WRITTEN REQUEST: Format every line of the listing below as a numbered list, skipping any blank lines. Exclude the pictures from the output.

Position identification listing:
+--

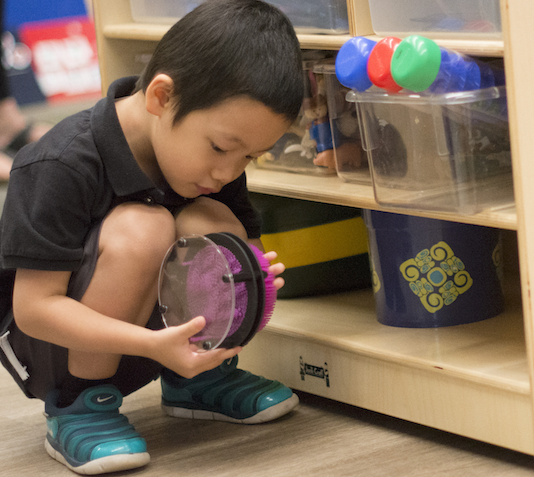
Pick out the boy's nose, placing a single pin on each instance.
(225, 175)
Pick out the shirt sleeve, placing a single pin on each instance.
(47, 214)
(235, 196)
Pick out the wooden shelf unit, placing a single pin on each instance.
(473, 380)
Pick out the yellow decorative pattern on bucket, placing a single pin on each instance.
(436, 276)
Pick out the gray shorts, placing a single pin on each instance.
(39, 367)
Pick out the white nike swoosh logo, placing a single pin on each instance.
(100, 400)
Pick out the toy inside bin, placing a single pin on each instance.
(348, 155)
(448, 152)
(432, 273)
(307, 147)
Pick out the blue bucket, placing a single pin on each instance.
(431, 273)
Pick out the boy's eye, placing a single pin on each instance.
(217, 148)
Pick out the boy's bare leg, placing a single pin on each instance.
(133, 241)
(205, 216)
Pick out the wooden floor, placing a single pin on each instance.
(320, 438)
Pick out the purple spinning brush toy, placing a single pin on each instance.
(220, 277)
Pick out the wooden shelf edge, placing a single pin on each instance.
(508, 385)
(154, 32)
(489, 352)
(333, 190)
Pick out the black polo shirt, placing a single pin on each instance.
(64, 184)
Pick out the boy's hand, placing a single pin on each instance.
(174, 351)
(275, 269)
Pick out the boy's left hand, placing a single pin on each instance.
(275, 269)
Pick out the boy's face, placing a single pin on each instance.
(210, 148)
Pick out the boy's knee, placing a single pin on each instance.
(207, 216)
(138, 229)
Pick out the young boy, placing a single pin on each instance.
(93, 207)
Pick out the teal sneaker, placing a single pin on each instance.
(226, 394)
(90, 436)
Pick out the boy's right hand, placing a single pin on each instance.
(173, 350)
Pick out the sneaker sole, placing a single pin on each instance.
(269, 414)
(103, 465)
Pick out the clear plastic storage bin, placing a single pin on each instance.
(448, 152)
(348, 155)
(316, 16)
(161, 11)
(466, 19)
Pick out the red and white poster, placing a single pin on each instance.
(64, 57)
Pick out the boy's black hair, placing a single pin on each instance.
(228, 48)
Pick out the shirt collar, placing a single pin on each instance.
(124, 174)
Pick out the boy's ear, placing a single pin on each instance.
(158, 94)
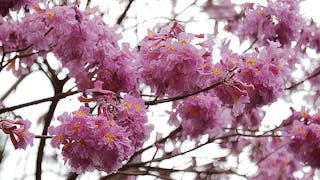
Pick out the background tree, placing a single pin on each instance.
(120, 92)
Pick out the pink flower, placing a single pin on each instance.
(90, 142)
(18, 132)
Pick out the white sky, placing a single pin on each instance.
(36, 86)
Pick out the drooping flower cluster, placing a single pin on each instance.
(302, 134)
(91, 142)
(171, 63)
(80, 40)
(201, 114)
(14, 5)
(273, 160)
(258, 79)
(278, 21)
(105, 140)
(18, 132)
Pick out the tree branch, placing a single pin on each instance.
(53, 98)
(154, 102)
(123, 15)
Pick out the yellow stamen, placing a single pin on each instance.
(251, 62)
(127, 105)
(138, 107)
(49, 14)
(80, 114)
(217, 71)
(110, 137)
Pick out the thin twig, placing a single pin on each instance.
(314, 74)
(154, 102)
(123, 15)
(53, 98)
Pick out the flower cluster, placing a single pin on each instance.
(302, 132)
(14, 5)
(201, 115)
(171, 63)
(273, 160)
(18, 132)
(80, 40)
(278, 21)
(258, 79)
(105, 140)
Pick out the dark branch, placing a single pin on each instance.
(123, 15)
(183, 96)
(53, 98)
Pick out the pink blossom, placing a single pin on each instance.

+--

EXERCISE RESULT:
1. Pick out the boy's nose, placing a single pin on each instance.
2. (225, 175)
3. Pick out the shirt sleeve, placing a single pin on each instance.
4. (47, 214)
5. (235, 196)
6. Pick out the wooden shelf unit, placing a single pin on each instance.
7. (473, 380)
8. Pick out the yellow decorative pattern on bucket, placing a single pin on each instance.
9. (436, 276)
10. Pick out the gray shorts, placing a single pin on each instance.
11. (39, 367)
12. Pick out the white nike swoosh logo, placing a single pin on each instance.
13. (100, 400)
14. Pick out the toy inside bin, placing a single pin on each instance.
15. (348, 155)
16. (448, 152)
17. (432, 273)
18. (307, 147)
19. Pick out the blue bucket, placing a single pin on each instance.
20. (431, 273)
21. Pick out the boy's eye, placing a single pin on each instance.
22. (217, 148)
23. Pick out the boy's bare leg, placing a single pin on each instance.
24. (133, 241)
25. (205, 216)
26. Pick out the wooden floor, placing a single pin on each instance.
27. (320, 438)
28. Pick out the purple spinning brush toy, placing a single pin on each instance.
29. (220, 277)
30. Pick out the wooden shelf edge, placing a single pin on each instance.
31. (508, 385)
32. (154, 32)
33. (489, 352)
34. (333, 190)
35. Pick out the black polo shirt, placing a single pin on each instance.
36. (64, 184)
37. Pick out the boy's hand, placing a single pin on each instance.
38. (174, 351)
39. (275, 269)
40. Pick out the boy's left hand, placing a single pin on each instance.
41. (275, 269)
42. Pick out the boy's face, placing a single pin on each instance.
43. (210, 148)
44. Pick out the boy's knee, placing a single pin on each instance.
45. (207, 216)
46. (138, 229)
47. Pick out the young boy, placing a single pin on each instance.
48. (93, 207)
49. Pick out the teal sneaker, placing a single pin on each instance.
50. (226, 394)
51. (90, 436)
52. Pick out the boy's right hand, placing a single pin on each instance.
53. (173, 350)
54. Pick out the sneaker sole, placing a single pin on each instance.
55. (269, 414)
56. (103, 465)
57. Pick out the clear plastic storage bin, placing a single pin on each instance.
58. (448, 152)
59. (348, 155)
60. (316, 16)
61. (161, 11)
62. (466, 19)
63. Pick out the red and white poster, placing a single pin on each instance.
64. (64, 57)
65. Pick out the boy's black hair, placing a single pin on each instance.
66. (228, 48)
67. Pick out the shirt collar, placing a single pin on each instance.
68. (124, 174)
69. Pick out the boy's ear, placing a single pin on each instance.
70. (158, 94)
71. Pick out the background tree, placing a single pin on each instance.
72. (120, 92)
73. Pick out the pink flower, placing a single pin on each instance.
74. (90, 142)
75. (18, 132)
76. Pick out the white sky, placing a single pin on each instance.
77. (36, 86)
78. Pick out the drooping flower cluster, placing a single pin on each instance.
79. (302, 134)
80. (91, 142)
81. (171, 63)
82. (80, 40)
83. (201, 114)
84. (14, 5)
85. (273, 160)
86. (258, 79)
87. (278, 21)
88. (105, 140)
89. (18, 132)
90. Pick out the tree branch, placing a single pin on each instance.
91. (53, 98)
92. (154, 102)
93. (123, 15)
94. Pick out the yellow stamen, placing a single pin on each instance.
95. (251, 62)
96. (127, 105)
97. (138, 107)
98. (49, 14)
99. (80, 114)
100. (217, 71)
101. (110, 137)
102. Pick out the thin twig, placing a single pin on each instance.
103. (314, 74)
104. (154, 102)
105. (123, 15)
106. (53, 98)
107. Pick out the flower cluster, placing a single pin on each instance.
108. (302, 132)
109. (14, 5)
110. (201, 115)
111. (171, 63)
112. (273, 160)
113. (18, 132)
114. (80, 40)
115. (278, 21)
116. (258, 79)
117. (105, 140)
118. Pick out the dark branch, placing a single pin on each instance.
119. (123, 15)
120. (183, 96)
121. (53, 98)
122. Pick out the pink blossom, placing a single pin on each instance.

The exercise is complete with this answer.